Assignment: Locate every line in the material below that has the word "query". Copy each of those lines.

Supplied records:
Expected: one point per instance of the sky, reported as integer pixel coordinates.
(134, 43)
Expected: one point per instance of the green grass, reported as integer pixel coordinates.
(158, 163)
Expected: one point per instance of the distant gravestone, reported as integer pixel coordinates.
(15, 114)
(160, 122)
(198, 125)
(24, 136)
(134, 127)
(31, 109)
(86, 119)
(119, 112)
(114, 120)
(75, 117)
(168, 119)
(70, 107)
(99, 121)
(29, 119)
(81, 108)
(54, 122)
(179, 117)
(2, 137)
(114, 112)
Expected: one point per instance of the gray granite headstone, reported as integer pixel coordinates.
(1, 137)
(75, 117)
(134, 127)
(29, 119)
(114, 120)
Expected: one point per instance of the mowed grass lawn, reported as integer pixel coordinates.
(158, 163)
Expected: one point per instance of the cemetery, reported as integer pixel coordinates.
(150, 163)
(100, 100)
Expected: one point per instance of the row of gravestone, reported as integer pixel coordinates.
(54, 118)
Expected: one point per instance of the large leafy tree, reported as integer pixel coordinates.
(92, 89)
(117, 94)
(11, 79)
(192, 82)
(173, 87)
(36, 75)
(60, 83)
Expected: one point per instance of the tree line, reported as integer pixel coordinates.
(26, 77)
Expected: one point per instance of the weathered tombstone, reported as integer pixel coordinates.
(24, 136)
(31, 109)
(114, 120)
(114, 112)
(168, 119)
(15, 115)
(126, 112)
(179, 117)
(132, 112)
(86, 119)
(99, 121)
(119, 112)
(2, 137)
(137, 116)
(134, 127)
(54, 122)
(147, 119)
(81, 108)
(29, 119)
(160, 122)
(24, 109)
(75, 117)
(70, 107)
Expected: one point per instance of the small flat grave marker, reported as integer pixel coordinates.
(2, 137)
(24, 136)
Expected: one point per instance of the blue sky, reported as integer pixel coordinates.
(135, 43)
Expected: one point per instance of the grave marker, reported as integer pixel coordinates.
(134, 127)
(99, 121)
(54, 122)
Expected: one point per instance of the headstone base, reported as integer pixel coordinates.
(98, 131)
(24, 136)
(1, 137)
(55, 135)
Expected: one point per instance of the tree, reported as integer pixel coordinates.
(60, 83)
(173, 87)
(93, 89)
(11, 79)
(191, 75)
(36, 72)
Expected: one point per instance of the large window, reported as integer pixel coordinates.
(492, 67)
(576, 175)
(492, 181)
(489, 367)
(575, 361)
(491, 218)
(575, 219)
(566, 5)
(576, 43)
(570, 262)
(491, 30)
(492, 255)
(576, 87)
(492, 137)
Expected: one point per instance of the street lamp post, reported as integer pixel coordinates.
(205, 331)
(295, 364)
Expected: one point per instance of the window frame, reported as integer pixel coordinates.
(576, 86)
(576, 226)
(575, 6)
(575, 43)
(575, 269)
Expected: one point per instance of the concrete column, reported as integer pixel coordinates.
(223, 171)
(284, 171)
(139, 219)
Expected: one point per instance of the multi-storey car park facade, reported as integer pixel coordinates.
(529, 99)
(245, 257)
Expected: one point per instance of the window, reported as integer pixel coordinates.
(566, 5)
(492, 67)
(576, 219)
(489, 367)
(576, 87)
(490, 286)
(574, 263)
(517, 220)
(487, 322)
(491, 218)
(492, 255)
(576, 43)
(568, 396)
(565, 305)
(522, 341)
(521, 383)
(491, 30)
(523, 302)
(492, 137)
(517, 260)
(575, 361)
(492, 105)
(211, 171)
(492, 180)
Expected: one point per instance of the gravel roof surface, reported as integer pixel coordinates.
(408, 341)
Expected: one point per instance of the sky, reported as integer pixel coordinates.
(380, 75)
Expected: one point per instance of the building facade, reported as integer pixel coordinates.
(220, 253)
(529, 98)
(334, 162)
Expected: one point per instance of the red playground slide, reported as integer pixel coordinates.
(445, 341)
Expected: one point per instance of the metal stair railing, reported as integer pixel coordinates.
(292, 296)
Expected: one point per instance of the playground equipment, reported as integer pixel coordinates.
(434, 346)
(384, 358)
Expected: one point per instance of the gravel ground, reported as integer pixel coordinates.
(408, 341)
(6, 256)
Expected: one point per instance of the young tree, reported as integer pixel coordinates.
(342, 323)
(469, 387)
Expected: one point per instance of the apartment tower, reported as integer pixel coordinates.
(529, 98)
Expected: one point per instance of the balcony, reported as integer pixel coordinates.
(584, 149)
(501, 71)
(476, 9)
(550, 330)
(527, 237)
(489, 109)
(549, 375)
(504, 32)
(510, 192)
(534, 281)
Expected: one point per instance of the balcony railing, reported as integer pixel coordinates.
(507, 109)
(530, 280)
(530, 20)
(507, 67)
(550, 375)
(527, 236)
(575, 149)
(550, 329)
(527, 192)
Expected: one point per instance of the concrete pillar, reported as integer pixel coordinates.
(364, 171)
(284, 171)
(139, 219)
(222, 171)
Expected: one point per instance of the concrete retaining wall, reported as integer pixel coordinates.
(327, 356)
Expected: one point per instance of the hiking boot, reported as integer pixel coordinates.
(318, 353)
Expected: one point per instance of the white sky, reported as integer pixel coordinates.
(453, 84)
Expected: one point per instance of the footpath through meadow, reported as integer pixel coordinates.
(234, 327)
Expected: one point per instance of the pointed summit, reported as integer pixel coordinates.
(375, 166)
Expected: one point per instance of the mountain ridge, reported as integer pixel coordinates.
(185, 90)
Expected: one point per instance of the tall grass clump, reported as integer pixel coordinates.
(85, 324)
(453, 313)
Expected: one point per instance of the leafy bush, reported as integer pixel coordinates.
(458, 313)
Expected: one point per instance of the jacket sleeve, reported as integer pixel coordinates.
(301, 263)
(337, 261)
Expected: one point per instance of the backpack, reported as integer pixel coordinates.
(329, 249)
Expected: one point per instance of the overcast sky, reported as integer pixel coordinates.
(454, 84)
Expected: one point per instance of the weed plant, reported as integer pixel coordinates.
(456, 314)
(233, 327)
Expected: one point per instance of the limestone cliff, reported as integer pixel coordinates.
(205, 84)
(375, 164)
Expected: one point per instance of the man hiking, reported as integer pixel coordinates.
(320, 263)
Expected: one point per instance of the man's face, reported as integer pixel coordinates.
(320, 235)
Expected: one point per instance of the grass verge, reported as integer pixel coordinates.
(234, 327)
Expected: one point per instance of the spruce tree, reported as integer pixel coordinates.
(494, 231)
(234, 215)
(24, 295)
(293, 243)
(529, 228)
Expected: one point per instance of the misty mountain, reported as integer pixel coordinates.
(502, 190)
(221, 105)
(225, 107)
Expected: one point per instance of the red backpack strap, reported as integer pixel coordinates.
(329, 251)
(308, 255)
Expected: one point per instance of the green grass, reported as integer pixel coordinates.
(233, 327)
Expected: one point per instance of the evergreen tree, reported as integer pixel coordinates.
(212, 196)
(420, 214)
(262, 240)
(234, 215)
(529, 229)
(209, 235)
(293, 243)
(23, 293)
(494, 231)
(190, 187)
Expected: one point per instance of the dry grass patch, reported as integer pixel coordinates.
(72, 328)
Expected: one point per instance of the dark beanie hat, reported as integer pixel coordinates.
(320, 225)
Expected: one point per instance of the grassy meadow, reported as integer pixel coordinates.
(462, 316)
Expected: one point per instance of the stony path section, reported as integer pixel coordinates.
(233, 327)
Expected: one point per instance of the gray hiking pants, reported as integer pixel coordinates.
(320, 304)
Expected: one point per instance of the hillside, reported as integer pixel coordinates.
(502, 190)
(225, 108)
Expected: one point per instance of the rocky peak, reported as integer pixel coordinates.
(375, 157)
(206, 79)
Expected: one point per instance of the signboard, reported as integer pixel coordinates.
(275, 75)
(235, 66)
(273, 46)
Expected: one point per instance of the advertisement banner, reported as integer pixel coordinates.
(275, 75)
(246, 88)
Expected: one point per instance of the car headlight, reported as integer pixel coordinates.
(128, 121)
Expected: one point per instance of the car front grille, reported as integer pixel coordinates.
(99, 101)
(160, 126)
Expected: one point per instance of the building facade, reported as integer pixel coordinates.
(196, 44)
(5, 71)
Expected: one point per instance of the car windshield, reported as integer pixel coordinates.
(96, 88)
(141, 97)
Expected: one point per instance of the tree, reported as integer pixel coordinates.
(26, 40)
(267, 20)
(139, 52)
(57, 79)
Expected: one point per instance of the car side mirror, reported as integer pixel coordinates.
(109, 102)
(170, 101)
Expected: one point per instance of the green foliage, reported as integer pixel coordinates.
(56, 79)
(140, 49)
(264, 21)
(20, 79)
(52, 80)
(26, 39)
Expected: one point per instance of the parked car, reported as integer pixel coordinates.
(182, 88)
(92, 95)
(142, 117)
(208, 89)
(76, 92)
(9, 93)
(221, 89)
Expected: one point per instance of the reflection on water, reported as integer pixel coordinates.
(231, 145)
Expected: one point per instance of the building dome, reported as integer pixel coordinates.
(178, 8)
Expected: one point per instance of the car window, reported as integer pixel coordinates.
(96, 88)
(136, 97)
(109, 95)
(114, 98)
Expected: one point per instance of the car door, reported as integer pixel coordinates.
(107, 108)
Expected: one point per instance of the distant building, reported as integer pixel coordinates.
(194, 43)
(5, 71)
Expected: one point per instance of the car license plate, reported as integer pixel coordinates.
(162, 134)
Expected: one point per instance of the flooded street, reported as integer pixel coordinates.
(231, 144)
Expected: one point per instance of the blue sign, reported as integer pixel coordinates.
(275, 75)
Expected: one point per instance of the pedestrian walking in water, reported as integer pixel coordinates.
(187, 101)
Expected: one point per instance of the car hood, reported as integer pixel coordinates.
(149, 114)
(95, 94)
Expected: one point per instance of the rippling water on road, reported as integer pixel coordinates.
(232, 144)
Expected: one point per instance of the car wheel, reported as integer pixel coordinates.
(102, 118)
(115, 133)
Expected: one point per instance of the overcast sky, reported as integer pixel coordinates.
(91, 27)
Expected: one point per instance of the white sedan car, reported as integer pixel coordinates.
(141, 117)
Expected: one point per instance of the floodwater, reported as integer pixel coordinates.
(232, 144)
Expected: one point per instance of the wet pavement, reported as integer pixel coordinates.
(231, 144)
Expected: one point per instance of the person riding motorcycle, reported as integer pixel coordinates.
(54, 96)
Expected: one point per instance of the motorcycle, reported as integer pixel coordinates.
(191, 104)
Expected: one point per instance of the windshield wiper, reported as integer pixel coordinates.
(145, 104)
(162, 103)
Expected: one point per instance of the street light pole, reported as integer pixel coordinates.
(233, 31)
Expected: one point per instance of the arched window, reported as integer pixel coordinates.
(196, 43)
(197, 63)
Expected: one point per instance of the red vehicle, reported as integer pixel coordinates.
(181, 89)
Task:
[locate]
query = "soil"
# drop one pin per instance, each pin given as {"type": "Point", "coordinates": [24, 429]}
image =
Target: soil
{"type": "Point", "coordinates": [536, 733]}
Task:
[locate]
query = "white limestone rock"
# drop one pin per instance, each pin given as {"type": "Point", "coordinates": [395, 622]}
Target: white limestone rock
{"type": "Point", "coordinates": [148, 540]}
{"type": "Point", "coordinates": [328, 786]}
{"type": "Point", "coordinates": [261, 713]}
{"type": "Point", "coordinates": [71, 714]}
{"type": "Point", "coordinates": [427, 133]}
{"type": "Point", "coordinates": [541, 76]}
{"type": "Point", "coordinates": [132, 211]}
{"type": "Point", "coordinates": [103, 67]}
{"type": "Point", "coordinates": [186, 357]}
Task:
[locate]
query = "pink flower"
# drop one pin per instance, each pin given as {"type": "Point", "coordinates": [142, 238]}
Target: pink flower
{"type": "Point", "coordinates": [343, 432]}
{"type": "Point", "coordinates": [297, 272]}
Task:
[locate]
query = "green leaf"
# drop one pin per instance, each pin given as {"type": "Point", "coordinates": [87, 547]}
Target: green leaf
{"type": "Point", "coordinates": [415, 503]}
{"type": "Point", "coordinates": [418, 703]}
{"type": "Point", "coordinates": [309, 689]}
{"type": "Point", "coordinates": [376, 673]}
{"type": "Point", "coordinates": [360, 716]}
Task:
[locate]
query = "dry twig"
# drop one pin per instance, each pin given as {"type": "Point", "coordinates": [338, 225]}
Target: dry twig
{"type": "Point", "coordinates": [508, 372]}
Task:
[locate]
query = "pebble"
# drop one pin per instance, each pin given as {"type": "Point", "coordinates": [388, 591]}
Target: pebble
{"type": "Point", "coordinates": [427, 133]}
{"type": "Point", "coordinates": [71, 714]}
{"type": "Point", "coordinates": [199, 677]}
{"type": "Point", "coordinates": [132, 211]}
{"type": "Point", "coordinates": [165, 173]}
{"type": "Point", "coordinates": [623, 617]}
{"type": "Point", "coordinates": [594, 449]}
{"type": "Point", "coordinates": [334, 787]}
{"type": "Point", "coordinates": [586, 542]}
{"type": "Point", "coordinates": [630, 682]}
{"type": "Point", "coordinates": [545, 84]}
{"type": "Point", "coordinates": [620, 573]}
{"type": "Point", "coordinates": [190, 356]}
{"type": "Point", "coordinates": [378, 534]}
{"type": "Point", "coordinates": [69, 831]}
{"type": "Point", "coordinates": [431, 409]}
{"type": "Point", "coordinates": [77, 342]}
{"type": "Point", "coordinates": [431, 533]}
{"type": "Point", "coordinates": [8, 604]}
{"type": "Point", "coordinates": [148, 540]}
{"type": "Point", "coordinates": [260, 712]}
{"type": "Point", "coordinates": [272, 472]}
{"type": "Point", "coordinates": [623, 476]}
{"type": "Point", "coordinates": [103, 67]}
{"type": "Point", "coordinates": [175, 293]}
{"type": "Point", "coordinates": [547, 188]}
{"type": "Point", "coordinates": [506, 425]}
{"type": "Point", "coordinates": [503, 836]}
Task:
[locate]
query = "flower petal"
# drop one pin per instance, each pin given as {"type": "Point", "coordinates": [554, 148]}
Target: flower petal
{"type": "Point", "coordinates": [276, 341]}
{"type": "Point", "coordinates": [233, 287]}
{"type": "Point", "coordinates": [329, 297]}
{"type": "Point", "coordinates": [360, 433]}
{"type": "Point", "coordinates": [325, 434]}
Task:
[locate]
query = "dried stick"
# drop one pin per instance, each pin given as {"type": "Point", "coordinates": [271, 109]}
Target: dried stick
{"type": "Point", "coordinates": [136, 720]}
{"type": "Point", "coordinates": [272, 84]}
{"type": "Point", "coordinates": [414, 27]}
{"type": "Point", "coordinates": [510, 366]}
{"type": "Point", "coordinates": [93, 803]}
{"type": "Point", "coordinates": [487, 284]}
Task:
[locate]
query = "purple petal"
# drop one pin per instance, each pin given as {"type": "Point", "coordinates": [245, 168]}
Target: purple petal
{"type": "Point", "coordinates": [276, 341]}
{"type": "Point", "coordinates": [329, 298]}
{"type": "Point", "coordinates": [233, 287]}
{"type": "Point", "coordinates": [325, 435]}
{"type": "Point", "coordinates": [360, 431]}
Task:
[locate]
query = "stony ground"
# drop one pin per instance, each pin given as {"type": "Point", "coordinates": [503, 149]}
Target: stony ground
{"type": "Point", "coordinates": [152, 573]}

Solution to the exercise:
query = "soil"
query = "white limestone rock"
query = "pink flower"
query = "green leaf"
query = "dry twig"
query = "pebble"
query = "flower petal"
query = "dried stick"
query = "purple petal"
query = "stony ground"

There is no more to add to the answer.